--- start Document ---
Business Valuations for Transfers of a Business Interest to a Trust
The goal of this page is to discuss how Business Valuations are used in transfers of Businesses into Trusts.
Transferring a business interest to a trust is a common estate and succession planning strategy used to manage ownership, facilitate generational transitions, and address tax considerations. A business valuation establishes the Fair Market Value of the interest being transferred and supports the structure of the transaction.
These engagements are typically coordinated with estate planning attorneys and tax advisors and may involve transfers to revocable trusts, irrevocable trusts, or other planning structures, depending on the objectives of the owner.
When a Valuation Is Needed
A valuation is not required in all trust transfers, but it becomes necessary in most situations involving a change in beneficial ownership or tax reporting.
--- end Document ---
* **Given problem a**
Reproduce the records from their first line through the line containing "[(509, 466)]", swapping "pick planner" for "grasp planner" and leaving everything else unchanged.
--- start Listed records ---
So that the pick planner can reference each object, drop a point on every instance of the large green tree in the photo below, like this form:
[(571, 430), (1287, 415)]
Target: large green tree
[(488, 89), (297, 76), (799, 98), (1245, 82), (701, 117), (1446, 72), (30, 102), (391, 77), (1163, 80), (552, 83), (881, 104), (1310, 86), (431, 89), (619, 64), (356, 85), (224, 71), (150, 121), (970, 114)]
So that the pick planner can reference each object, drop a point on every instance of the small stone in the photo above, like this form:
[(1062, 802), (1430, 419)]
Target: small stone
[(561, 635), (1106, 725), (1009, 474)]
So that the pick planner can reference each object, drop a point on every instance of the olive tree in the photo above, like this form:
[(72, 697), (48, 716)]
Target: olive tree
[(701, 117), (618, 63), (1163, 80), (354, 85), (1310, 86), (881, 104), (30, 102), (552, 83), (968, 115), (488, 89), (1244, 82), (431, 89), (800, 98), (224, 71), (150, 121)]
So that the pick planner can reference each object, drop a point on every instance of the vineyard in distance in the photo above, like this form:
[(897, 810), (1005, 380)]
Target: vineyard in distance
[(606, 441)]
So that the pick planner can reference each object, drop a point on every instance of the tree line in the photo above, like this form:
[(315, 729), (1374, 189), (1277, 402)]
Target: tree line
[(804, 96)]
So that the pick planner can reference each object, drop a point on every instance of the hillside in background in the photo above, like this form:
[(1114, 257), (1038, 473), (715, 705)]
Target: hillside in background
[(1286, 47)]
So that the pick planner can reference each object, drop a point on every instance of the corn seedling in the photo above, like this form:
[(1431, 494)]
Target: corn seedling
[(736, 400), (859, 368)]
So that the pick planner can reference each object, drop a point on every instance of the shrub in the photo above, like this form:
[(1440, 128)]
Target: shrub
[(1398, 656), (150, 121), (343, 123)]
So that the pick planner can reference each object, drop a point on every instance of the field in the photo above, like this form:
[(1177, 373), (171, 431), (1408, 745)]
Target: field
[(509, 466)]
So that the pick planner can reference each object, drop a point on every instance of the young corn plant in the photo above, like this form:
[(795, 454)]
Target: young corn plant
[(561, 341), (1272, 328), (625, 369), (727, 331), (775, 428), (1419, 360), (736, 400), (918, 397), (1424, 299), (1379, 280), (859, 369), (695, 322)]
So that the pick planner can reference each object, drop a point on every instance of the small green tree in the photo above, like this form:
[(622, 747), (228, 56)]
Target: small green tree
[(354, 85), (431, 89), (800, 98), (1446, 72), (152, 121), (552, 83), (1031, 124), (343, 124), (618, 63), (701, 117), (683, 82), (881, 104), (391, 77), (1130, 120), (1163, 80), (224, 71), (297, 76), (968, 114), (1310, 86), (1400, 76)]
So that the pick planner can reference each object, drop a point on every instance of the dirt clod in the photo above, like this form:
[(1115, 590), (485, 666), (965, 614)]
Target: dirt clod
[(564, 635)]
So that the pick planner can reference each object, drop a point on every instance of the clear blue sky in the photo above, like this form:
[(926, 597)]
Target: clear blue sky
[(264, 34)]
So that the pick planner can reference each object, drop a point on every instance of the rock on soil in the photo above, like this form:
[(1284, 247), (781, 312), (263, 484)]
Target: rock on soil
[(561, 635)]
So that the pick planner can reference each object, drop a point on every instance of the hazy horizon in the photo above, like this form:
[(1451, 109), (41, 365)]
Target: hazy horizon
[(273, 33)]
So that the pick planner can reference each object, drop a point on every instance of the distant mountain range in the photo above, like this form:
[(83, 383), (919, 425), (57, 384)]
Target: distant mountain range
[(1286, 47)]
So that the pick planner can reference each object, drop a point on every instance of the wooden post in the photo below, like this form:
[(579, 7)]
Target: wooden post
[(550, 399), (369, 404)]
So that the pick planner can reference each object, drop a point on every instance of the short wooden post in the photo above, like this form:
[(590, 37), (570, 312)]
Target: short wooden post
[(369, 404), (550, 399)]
--- end Listed records ---
* **Given problem b**
Based on the page about business valuations for trust transfers, decide whether each statement agrees with it: (i) A valuation is required in all trust transfers. (ii) A business valuation establishes the Fair Market Value of the interest being transferred. (iii) These engagements are typically coordinated with estate planning attorneys and tax advisors.

* **Task output a**
So that the grasp planner can reference each object, drop a point on every instance of the large green tree in the photo below, like this form:
[(571, 430), (1287, 415)]
Target: large green tree
[(488, 89), (297, 76), (799, 98), (1245, 82), (701, 117), (1446, 72), (30, 102), (391, 77), (1163, 80), (552, 83), (881, 104), (1310, 86), (431, 89), (619, 64), (356, 85), (224, 71), (150, 121), (970, 114)]
So that the grasp planner can reference each object, drop a point on every instance of the small stone in the photo above, like this form:
[(1062, 802), (1430, 419)]
Target: small stone
[(561, 635), (1106, 725), (1009, 474)]
So that the grasp planner can reference each object, drop a point on every instance of the olive tree in the photo above, like this form:
[(72, 697), (48, 716)]
Target: olive tree
[(701, 117), (618, 63), (1163, 80), (354, 85), (1310, 86), (881, 104), (30, 102), (552, 83), (968, 115), (488, 89), (1244, 82), (431, 89), (800, 98), (224, 71), (150, 121)]
So that the grasp planner can reference each object, drop a point on every instance of the vineyard in distance in the photo above, like this form:
[(897, 810), (1005, 380)]
Target: vineyard in distance
[(606, 441)]
So that the grasp planner can reference each object, drop a point on every instance of the tree line in the photo above, like this form:
[(315, 729), (1374, 189), (1277, 402)]
Target: tree line
[(804, 96)]
So that the grasp planner can reference each object, drop a point on every instance of the hillside in background in the photo above, like this form:
[(1114, 257), (1038, 473), (715, 705)]
Target: hillside in background
[(1286, 47)]
So that the grasp planner can reference each object, drop a point on every instance of the corn seedling in the photo above, like this form:
[(1431, 494)]
Target: corn seedling
[(736, 400), (859, 368)]
So that the grasp planner can reference each object, drop a point on every instance of the shrub in the photo above, like this form:
[(1440, 128)]
Target: shrub
[(1398, 656), (150, 121), (343, 123)]
So that the grasp planner can reference each object, drop a point on every instance of the field in the photo above, like this form:
[(1177, 373), (171, 431), (1408, 745)]
Target: field
[(509, 466)]

* **Task output b**
(i) No: "A valuation is not required in all trust transfers"
(ii) Yes: "A business valuation establishes the Fair Market Value of the interest being transferred"
(iii) Yes: "These engagements are typically coordinated with estate planning attorneys and tax advisors"